Set exercise — Pull out every line of the listing below that contains the string "headband". Capital and small letters count as different.

Data for processing —
——

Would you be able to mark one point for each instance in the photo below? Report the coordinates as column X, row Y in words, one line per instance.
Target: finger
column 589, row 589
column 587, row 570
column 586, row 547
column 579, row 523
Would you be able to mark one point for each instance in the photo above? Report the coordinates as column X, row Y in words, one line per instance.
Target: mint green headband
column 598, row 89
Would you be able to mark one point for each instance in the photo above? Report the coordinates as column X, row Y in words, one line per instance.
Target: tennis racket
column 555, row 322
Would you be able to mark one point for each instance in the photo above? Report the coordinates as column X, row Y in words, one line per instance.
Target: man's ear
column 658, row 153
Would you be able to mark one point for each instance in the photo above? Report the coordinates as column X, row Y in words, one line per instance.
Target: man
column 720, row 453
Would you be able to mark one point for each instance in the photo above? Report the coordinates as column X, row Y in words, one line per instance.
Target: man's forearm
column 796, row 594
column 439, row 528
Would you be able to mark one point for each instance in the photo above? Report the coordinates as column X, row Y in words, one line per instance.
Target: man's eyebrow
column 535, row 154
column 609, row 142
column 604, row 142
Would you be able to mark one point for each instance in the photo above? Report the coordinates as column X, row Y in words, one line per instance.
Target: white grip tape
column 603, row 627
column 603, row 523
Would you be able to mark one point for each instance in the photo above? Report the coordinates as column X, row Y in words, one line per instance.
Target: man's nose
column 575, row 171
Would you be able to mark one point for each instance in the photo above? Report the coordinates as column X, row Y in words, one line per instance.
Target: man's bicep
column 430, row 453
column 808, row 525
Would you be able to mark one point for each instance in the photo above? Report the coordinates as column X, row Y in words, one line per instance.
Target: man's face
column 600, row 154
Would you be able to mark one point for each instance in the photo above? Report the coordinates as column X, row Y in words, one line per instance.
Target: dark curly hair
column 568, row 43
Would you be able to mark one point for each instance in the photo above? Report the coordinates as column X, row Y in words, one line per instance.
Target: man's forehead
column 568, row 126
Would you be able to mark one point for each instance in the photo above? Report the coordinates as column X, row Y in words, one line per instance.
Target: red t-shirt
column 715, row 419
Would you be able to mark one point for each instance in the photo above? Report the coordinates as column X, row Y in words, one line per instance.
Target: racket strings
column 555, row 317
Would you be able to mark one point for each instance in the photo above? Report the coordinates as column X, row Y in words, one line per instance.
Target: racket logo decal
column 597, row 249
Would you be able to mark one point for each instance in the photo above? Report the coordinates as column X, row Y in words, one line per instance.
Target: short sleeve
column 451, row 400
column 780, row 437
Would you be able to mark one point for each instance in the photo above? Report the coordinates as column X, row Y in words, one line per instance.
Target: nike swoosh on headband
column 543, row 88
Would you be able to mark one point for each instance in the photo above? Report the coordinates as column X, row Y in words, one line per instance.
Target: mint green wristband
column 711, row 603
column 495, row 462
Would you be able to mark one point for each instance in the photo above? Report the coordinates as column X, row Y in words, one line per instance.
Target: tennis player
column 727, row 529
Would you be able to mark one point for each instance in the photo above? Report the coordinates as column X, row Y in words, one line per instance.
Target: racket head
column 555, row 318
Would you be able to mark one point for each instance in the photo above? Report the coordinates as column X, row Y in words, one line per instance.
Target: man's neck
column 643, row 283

——

Final result —
Target: mint green headband
Target: nike swoosh on headband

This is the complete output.